■ TASK GOAL: Can you give all the records again without altering a single character?

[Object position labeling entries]
-- start --

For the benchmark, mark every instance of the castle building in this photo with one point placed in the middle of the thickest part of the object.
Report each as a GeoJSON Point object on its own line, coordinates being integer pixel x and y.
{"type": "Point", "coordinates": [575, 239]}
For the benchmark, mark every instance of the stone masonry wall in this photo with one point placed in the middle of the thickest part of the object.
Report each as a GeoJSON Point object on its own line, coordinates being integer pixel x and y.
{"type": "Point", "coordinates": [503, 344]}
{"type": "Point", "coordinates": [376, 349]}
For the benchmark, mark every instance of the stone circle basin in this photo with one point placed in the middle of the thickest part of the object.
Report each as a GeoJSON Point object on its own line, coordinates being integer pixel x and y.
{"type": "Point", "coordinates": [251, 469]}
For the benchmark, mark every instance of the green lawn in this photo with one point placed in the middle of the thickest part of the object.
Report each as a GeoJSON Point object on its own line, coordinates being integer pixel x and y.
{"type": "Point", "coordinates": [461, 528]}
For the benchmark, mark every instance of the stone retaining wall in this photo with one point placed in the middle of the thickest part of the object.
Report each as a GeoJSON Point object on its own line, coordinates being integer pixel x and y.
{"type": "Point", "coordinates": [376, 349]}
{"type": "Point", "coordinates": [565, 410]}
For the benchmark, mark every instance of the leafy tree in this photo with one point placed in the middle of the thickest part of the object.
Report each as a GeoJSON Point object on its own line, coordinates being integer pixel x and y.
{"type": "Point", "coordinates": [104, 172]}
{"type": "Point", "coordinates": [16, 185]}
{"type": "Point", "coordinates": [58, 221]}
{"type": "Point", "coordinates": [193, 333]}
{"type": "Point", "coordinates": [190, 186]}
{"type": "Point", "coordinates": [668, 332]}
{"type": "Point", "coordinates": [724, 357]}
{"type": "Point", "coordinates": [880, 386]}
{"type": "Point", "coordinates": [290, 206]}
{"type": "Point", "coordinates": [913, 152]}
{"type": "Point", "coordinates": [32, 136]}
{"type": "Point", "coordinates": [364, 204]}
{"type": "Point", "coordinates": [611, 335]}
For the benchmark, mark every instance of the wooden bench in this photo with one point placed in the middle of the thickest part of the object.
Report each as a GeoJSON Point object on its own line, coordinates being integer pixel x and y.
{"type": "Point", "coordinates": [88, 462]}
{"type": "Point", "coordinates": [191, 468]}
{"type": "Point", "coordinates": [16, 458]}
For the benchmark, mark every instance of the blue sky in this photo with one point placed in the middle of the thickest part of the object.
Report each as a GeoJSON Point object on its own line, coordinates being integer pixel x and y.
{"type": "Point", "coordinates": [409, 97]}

-- end --

■ EXPECTED OUTPUT:
For the benchmark, mark every instance of the castle building in this photo with one point placed in the middle of the thickest part of the object.
Report each as a GeoJSON Point object on its own line, coordinates being integer pixel x and y.
{"type": "Point", "coordinates": [575, 239]}
For the benchmark, mark every instance of the stone masonry wall in this photo with one point placed in the middle of the thickest part of the object.
Report each as a GeoJSON Point object on its own line, coordinates being integer pixel x and y.
{"type": "Point", "coordinates": [503, 344]}
{"type": "Point", "coordinates": [376, 349]}
For the benchmark, mark every instance of the stone circle basin in this photo with one point placed in the middle of the thickest part of the object.
Report each as a GeoJSON Point object on its own line, coordinates being integer pixel x and y.
{"type": "Point", "coordinates": [251, 469]}
For the benchmark, mark every instance of the green lawn in this photo with one point placed in the middle of the thickest part of the object.
Report each as a GeoJSON Point object on its own line, coordinates being integer pixel x and y.
{"type": "Point", "coordinates": [461, 528]}
For the benchmark, mark every instance of the stone retaining wall in this photo with one point placed in the middle of the thickest part of the object.
Report each as a GeoJSON Point object on its own line, coordinates being integer pixel x and y.
{"type": "Point", "coordinates": [376, 349]}
{"type": "Point", "coordinates": [565, 410]}
For the benchmark, mark every instance of the leafy tree in this photo with one point placed in the middle of the thickest part of the object.
Report each as a GeoJSON Point object on its own line, coordinates being integer pixel x and y.
{"type": "Point", "coordinates": [104, 172]}
{"type": "Point", "coordinates": [16, 185]}
{"type": "Point", "coordinates": [58, 221]}
{"type": "Point", "coordinates": [193, 333]}
{"type": "Point", "coordinates": [190, 186]}
{"type": "Point", "coordinates": [668, 332]}
{"type": "Point", "coordinates": [724, 357]}
{"type": "Point", "coordinates": [880, 386]}
{"type": "Point", "coordinates": [290, 206]}
{"type": "Point", "coordinates": [913, 152]}
{"type": "Point", "coordinates": [32, 136]}
{"type": "Point", "coordinates": [364, 204]}
{"type": "Point", "coordinates": [611, 335]}
For the benchmark, mark every instance of the wooden bench in this photo with one point placed in the middle of the thickest part of the object.
Report each as a GeoJSON Point object on its own line, coordinates being integer pixel x and y.
{"type": "Point", "coordinates": [88, 462]}
{"type": "Point", "coordinates": [191, 468]}
{"type": "Point", "coordinates": [16, 458]}
For the benchmark, mark every instance of the blue sky in this photo with one point placed in the middle of the thickest part of the object.
Report each as a GeoJSON Point object on its own line, coordinates being integer pixel x and y.
{"type": "Point", "coordinates": [409, 97]}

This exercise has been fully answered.